***** Data rows

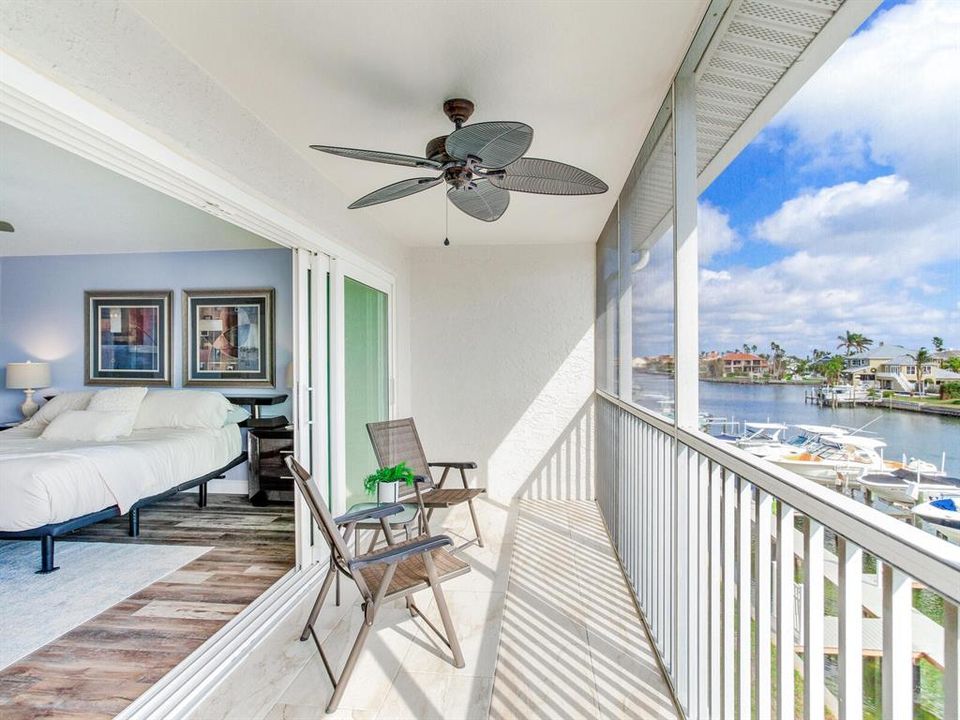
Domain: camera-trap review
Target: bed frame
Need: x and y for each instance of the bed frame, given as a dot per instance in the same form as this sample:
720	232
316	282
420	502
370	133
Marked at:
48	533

**********
***** Data rows

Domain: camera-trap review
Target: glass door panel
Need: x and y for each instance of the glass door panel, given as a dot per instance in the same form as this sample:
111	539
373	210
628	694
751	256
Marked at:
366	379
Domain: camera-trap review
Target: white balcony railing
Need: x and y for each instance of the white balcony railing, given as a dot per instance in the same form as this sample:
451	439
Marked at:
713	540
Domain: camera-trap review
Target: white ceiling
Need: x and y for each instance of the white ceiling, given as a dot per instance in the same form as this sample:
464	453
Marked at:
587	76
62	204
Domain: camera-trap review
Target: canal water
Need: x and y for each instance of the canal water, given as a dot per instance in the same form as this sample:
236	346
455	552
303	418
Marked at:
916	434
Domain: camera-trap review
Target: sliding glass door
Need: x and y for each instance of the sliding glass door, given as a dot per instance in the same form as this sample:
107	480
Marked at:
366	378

**********

Aim of the exercise
State how many lines in the listing above contain the string "glass" (case-sensitive). Reply with the number alone.

Correct response
4